▶ **TEXTE CITÉ**

Vendredi, 4 mai.
Ce matin, vers dix heures, Albert Thomas arrive, comme d’habitude, à l’ambassade ; je lui communique aussitôt mon télégramme d’hier soir.
Il éclate de colère. Marchant de long en large, il m’accable d’apostrophes et d’invectives...
Mais l’orage est trop violent pour durer.
Après un silence, il traverse deux fois le salon, les bras croisés, les sourcils contractés, remuant les lèvres comme s’il se parlait intérieurement. Puis, d’un ton plus calme, le visage détendu, il me demande :
— Somme toute, que reprochez-vous à ma politique ?

▶ **EXTRAIT DE DONNÉES**

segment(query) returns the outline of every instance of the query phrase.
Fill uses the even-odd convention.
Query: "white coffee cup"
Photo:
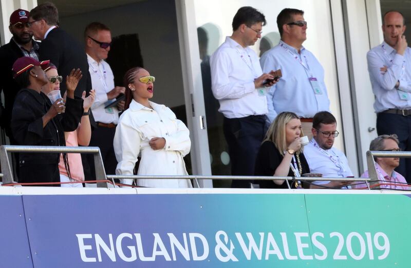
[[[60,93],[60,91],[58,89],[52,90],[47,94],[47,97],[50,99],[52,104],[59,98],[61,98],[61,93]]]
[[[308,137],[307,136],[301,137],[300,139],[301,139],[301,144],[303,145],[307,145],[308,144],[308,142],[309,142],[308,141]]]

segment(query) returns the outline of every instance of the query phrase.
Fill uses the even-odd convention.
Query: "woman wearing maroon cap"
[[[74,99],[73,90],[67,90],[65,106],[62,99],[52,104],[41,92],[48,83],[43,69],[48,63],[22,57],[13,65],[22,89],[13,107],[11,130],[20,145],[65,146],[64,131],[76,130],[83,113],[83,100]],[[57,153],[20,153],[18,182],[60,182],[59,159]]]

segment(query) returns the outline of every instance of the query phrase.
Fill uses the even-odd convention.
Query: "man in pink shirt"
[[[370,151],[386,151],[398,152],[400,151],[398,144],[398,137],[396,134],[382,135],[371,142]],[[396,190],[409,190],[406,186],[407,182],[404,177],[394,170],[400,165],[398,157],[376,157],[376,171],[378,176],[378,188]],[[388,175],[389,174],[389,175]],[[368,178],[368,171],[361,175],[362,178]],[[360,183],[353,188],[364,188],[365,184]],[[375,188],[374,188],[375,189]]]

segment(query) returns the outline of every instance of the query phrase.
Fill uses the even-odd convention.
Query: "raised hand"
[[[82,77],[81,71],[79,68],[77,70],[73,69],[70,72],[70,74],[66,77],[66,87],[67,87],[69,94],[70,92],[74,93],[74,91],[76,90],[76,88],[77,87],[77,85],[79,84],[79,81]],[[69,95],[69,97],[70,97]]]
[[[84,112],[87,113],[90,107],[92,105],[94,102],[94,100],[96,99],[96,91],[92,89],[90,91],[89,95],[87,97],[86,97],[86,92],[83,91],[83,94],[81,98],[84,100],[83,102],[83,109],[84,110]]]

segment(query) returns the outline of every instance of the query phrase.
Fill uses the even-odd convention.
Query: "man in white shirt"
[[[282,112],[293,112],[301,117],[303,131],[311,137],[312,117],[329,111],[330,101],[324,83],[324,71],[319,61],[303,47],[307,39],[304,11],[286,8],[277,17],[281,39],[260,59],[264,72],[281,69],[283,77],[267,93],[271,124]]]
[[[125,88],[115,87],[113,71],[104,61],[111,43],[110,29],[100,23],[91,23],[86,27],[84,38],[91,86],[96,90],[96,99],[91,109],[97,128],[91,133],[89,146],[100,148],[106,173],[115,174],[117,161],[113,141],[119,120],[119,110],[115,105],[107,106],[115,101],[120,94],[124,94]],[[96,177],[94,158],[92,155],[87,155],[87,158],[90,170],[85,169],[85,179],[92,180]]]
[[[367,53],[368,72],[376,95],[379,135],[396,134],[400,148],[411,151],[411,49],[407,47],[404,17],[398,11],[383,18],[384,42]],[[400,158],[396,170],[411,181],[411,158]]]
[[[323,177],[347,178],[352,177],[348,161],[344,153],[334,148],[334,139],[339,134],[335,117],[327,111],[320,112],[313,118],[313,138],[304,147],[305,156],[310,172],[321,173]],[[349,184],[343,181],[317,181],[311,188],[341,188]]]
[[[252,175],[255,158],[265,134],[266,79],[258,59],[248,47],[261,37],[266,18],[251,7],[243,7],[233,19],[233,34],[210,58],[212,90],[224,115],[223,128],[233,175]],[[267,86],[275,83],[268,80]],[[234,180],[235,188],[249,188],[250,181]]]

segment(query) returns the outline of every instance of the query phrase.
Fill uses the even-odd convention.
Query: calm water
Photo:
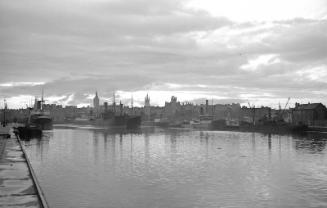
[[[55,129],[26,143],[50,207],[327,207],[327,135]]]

▶ **OBJECTIFS**
(1) Répondez à ces questions sur le texte cité :
(a) Vers quelle heure Albert Thomas arrive-t-il à l'ambassade ?
(b) Quel document lui est communiqué dès son arrivée ?
(c) Combien de fois traverse-t-il le salon après l'orage ?
(2) Recopiez le passage du texte cité qui va de « Vendredi, 4 mai. » à « violent pour durer. ».
Les enregistrements n'ont aucun rapport avec le texte cité.

▶ **RÉSULTATS PAR TÂCHE**
(1)
(a) Vers dix heures.
(b) Le télégramme de la veille au soir.
(c) Deux fois.

(2)
Vendredi, 4 mai.
Ce matin, vers dix heures, Albert Thomas arrive, comme d’habitude, à l’ambassade ; je lui communique aussitôt mon télégramme d’hier soir.
Il éclate de colère. Marchant de long en large, il m’accable d’apostrophes et d’invectives...
Mais l’orage est trop violent pour durer.